## Извлечённый текст
↓↓↓

Ещё одним штрихом к портрету эпохи может считаться тот факт, что мои родители, у которых была очень крепкая и дружная семья, официально оформили свой брак, только будучи в Ленинграде. Причиной тому, что они не решались оформить отношения, стала девичья фамилия моей матери — Делюкина. Когда во время Отечественной войны 1812 года французские войска взяли Смоленск, один из генералов армии Наполеона, по фамилии де Люк, оставил там потомство. В простонародье детей этого генерала стали называть Делюкины. Судя по всему, генерал де Люк был очень богатый человек, занимавший в армии одну из высших командных должностей. Однофамилец моей матери и мой добрый приятель Алексей Валентинович Делюкин, который долгое время был главой Петроградского района, во время поездки во Францию посетил замок семейства де Люк и рассказывал, что такое великолепное здание могло принадлежать только весьма знатному человеку. Довольно странная, доставшаяся в наследство от французского дворянина фамилия в советское время неким образом бросала тень на мою маму, и она не оформляла брак с отцом, опасаясь, что тень эта может лечь и на него.

Отец мне запомнился как очень деятельный, жизнерадостный человек, любивший жизнь во всех её проявлениях. Он обожал охоту и рыбалку. Уже в то время папа увлекался фотографией, у меня остались снимки, где всё место его охоты в Крыму было буквально усыпано зайцами. В эпоху своего пребывания в Тбилиси отец постоянно привозил домой рыбу, которую они с сослуживцами ездили ловить в Черном море.



Папа привил мне любовь к творчеству. Помню, что всё моё детство было занято игрой в конструкторы, среди которых центральное место занимали «Юный электрик», «Юный физик» и т. п.

Мама же моя была замечательной хозяйкой и рукодельницей. На всех сохранившихся детских фотографиях я неизменно запечатлён в вязаных рейтузах, вязаном свитере, вязаной шапке и вязаных рукавицах. В общем, мы с сестрой были «обвязаны» с головы до ног. Свой талант мама пронесла сквозь всю жизнь. Некая его часть, видимо, передалась и мне, потому как я тоже люблю готовить, строить, сажать, выращивать, причём, когда это становится необходимым, делаю очень даже хорошо.

↑↑↑

## Исходные данные
↓↓↓

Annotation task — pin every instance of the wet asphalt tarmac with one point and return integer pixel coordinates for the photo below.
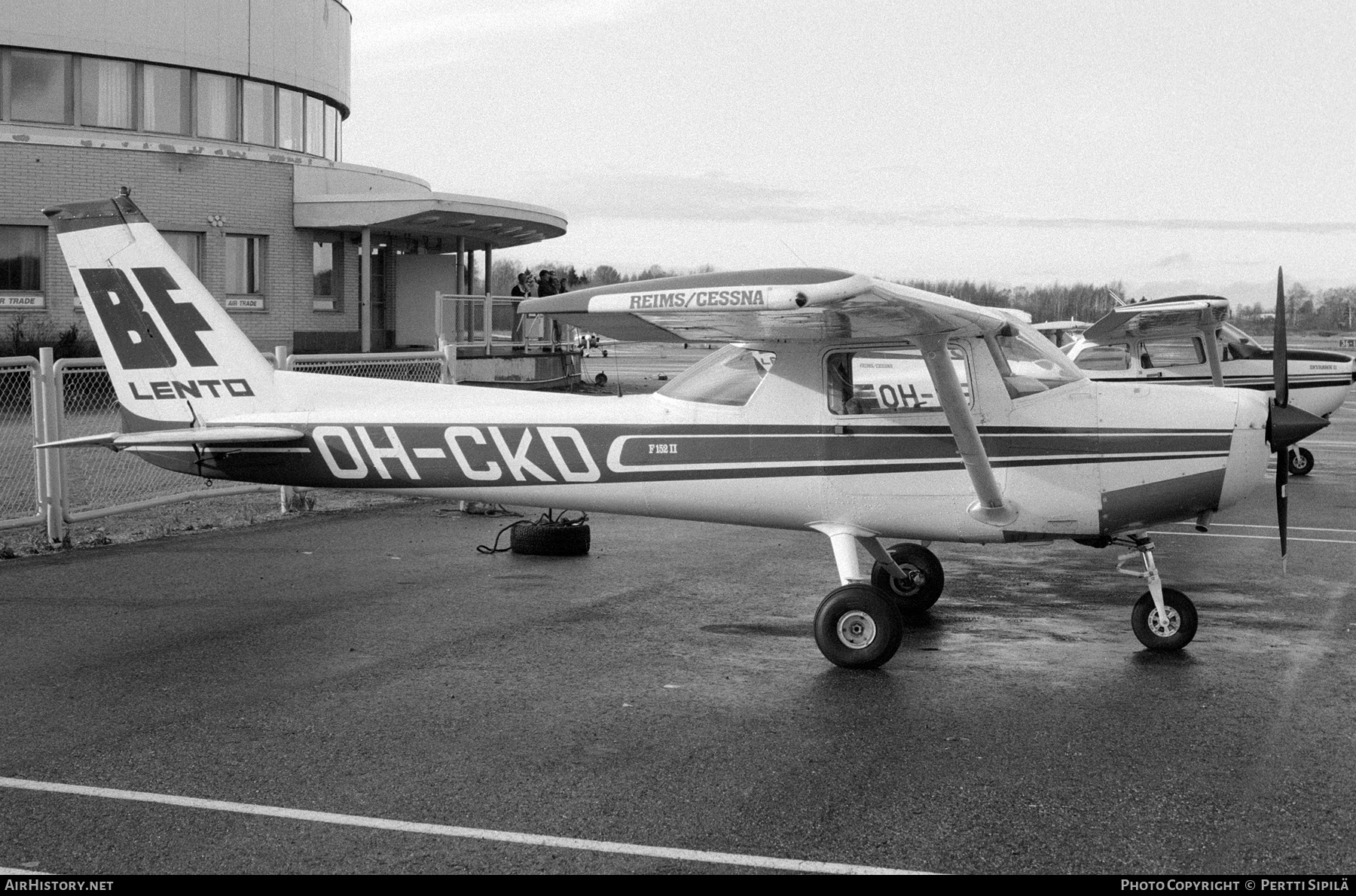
(666, 690)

↑↑↑

## Задание A
Согласуются ли с извлечённым текстом утверждения (i) «Родители автора официально оформили брак в Ленинграде», (ii) «Отец с сослуживцами ездил ловить рыбу в Каспийском море» и (iii) «Алексей Валентинович Делюкин долгое время был главой Петроградского района»? На каждое ответьте «да» или «нет» и дословно приведите решающие слова текста.
## Задание B
Какие конструкторы, согласно извлечённому тексту, занимали центральное место в детских играх автора?
Строки — отдельный материал, не связанный с извлечённым текстом.

## Итоговый ответ A
(i) Да: «официально оформили свой брак, только будучи в Ленинграде».
(ii) Нет: «ездили ловить в Черном море».
(iii) Да: «долгое время был главой Петроградского района».

## Итоговый ответ B
«Юный электрик» и «Юный физик».